### [REQUIRED ACTION]
Nothing other than the lines from the one containing "Hi there! Can you please detect the recessed" through the close of the entries below should be printed, each exactly.

#### GIVEN ENTRIES

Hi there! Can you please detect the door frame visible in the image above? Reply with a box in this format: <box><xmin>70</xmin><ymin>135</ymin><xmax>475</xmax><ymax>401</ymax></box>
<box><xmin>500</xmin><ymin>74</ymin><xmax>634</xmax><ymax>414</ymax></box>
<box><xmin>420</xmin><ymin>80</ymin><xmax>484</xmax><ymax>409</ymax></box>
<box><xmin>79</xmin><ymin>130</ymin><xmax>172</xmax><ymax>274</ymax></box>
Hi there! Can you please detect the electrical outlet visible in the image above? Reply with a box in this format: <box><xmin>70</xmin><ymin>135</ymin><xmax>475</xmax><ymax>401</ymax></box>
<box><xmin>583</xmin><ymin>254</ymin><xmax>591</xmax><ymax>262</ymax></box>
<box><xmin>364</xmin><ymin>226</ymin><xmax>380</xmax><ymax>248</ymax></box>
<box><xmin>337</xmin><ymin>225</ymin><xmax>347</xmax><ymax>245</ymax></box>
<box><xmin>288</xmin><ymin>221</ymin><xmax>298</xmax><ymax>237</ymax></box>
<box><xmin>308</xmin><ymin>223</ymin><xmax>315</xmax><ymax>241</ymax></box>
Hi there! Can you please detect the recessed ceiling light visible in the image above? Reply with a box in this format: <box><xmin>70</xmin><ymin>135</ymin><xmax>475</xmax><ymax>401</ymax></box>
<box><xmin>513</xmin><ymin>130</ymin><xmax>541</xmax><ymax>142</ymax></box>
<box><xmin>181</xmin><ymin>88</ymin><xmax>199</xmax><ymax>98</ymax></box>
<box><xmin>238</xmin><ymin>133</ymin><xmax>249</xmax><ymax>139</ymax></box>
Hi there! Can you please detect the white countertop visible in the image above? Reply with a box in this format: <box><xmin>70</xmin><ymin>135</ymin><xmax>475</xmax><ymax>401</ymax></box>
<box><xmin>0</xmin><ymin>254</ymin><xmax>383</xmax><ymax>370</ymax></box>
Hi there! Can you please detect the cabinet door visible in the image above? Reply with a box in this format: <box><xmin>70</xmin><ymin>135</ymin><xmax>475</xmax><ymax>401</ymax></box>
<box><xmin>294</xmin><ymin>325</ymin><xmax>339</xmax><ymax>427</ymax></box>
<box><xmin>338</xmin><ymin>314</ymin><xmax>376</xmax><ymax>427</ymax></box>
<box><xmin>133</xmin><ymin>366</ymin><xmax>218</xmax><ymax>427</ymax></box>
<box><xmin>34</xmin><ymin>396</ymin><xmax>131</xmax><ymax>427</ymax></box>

########

### [YOUR RESPONSE]
Hi there! Can you please detect the recessed ceiling light visible in the image above? Reply with a box in this format: <box><xmin>70</xmin><ymin>135</ymin><xmax>475</xmax><ymax>401</ymax></box>
<box><xmin>513</xmin><ymin>130</ymin><xmax>541</xmax><ymax>142</ymax></box>
<box><xmin>181</xmin><ymin>88</ymin><xmax>199</xmax><ymax>98</ymax></box>
<box><xmin>238</xmin><ymin>133</ymin><xmax>249</xmax><ymax>139</ymax></box>
Hi there! Can you please detect the white countertop visible in the image above? Reply with a box in this format: <box><xmin>70</xmin><ymin>135</ymin><xmax>475</xmax><ymax>401</ymax></box>
<box><xmin>0</xmin><ymin>254</ymin><xmax>383</xmax><ymax>370</ymax></box>
Hi there! Can you please detect the cabinet door visible in the image above? Reply with a box in this format: <box><xmin>70</xmin><ymin>135</ymin><xmax>475</xmax><ymax>401</ymax></box>
<box><xmin>294</xmin><ymin>325</ymin><xmax>339</xmax><ymax>427</ymax></box>
<box><xmin>338</xmin><ymin>314</ymin><xmax>376</xmax><ymax>427</ymax></box>
<box><xmin>133</xmin><ymin>366</ymin><xmax>218</xmax><ymax>427</ymax></box>
<box><xmin>34</xmin><ymin>396</ymin><xmax>131</xmax><ymax>427</ymax></box>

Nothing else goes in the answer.